*TEXT*
== == ==
MIT-licensed self-hosting is not free. The BF16 weights² require hardware that can run a 753B-parameter model at inference speed. That is not a consumer GPU workload. Deployment is supported via SGLang, vLLM, Transformers, and KTransformers.¹ The MIT license removes royalty cost but not infrastructure cost. FP8 quantization² reduces memory requirements substantially, which is why the FP8 download count is running nearly 8x BF16.

Benchmark attribution. The 62.1% SWE-bench Pro and 81.0 Terminal-Bench 2.1 numbers are Zhipu-published and appear in the official GitHub repository.¹ They are not yet independently replicated. The 77.8% SWE-bench Verified figure in wider circulation belongs to GLM-5 base (February 2026), a different model. Attributing that number to GLM-5.2 is an error present in some community migration guides.
== == ==
(Data records)
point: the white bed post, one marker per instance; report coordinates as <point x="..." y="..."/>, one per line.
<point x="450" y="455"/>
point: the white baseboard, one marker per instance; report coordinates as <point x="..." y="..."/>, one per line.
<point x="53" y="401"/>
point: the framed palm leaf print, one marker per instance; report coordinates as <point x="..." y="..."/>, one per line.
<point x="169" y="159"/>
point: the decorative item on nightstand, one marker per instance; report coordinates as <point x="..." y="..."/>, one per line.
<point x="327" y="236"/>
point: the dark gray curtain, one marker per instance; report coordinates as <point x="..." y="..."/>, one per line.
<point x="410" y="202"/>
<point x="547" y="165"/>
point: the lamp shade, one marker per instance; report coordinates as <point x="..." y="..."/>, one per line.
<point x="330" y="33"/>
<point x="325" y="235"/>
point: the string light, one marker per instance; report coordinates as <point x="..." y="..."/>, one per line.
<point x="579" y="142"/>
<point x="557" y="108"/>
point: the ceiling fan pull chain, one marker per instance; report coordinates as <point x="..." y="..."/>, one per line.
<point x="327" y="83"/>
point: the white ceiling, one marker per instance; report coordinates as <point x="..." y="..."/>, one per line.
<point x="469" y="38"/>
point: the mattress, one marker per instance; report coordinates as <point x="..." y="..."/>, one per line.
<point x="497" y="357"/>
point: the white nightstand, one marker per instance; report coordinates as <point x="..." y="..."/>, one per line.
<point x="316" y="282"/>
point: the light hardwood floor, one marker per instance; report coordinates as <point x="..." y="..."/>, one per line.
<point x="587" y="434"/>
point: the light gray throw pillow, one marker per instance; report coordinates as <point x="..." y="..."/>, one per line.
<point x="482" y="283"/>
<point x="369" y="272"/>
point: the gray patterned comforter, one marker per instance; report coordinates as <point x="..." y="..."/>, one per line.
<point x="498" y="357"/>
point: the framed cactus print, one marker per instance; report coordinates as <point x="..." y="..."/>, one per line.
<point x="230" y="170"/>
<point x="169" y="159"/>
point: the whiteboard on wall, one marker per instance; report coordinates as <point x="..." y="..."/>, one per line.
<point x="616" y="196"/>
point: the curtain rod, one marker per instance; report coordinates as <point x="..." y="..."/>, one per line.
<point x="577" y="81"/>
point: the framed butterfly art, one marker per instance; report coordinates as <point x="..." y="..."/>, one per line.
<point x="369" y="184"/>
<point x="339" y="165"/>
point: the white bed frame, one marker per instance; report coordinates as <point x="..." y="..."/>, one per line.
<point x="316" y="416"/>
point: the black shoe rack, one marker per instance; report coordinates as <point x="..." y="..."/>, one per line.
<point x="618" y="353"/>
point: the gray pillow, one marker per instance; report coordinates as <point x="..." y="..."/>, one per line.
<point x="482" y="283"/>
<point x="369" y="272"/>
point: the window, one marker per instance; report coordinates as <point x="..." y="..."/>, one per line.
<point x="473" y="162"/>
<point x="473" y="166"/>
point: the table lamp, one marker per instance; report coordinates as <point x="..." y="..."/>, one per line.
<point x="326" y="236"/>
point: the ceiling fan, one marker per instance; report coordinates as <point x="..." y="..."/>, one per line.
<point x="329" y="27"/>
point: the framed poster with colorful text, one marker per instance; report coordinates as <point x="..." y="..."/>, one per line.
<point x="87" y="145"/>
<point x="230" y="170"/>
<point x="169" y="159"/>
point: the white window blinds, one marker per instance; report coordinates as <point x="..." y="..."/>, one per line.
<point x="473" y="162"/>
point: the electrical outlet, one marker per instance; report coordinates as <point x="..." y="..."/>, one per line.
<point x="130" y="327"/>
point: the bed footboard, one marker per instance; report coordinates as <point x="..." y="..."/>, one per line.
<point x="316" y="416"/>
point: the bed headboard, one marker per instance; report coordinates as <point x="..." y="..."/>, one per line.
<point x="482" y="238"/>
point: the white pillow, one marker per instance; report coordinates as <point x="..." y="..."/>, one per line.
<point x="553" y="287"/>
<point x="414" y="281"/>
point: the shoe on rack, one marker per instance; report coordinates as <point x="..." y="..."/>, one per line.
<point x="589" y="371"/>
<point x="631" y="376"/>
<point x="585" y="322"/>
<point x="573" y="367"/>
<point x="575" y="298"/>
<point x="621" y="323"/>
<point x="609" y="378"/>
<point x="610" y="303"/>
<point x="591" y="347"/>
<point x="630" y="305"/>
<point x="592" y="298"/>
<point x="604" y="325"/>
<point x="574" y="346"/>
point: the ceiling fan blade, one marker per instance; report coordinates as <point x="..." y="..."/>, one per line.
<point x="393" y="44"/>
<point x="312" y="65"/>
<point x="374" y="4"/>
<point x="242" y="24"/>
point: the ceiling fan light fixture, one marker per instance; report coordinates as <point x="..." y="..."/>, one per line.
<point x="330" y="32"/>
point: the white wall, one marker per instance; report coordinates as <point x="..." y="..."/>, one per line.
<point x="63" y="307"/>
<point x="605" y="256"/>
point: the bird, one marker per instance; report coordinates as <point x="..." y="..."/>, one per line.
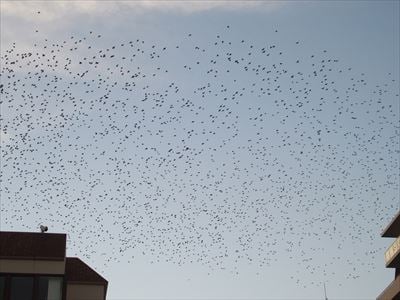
<point x="213" y="150"/>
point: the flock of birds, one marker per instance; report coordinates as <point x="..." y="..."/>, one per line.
<point x="216" y="151"/>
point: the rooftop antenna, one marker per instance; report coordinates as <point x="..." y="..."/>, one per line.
<point x="43" y="228"/>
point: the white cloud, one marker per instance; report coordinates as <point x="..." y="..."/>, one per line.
<point x="46" y="11"/>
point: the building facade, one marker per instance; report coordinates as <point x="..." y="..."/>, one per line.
<point x="34" y="266"/>
<point x="392" y="259"/>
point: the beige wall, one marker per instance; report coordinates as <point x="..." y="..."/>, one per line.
<point x="85" y="292"/>
<point x="32" y="266"/>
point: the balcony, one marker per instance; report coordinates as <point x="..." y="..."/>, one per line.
<point x="392" y="257"/>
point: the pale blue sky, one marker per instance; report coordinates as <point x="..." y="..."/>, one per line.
<point x="304" y="219"/>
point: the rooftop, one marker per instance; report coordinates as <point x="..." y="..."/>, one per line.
<point x="32" y="245"/>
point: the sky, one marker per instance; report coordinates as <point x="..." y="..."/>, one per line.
<point x="206" y="149"/>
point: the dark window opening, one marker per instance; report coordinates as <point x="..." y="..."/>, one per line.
<point x="21" y="288"/>
<point x="49" y="288"/>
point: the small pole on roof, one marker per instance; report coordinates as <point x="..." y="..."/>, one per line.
<point x="326" y="298"/>
<point x="43" y="228"/>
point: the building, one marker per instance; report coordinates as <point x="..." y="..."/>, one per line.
<point x="33" y="266"/>
<point x="392" y="259"/>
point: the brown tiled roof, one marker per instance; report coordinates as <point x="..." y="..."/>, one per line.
<point x="76" y="271"/>
<point x="32" y="245"/>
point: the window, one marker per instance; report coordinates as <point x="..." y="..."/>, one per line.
<point x="49" y="288"/>
<point x="2" y="287"/>
<point x="21" y="288"/>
== == ==
*TASK GOAL*
Change "royalty cost" to "licensing cost" in the text from "MIT-licensed self-hosting is" up to and including "community migration guides.", and write out that whole span. These items have nothing to do with the text.

*YOUR SOLUTION*
MIT-licensed self-hosting is not free. The BF16 weights² require hardware that can run a 753B-parameter model at inference speed. That is not a consumer GPU workload. Deployment is supported via SGLang, vLLM, Transformers, and KTransformers.¹ The MIT license removes licensing cost but not infrastructure cost. FP8 quantization² reduces memory requirements substantially, which is why the FP8 download count is running nearly 8x BF16.

Benchmark attribution. The 62.1% SWE-bench Pro and 81.0 Terminal-Bench 2.1 numbers are Zhipu-published and appear in the official GitHub repository.¹ They are not yet independently replicated. The 77.8% SWE-bench Verified figure in wider circulation belongs to GLM-5 base (February 2026), a different model. Attributing that number to GLM-5.2 is an error present in some community migration guides.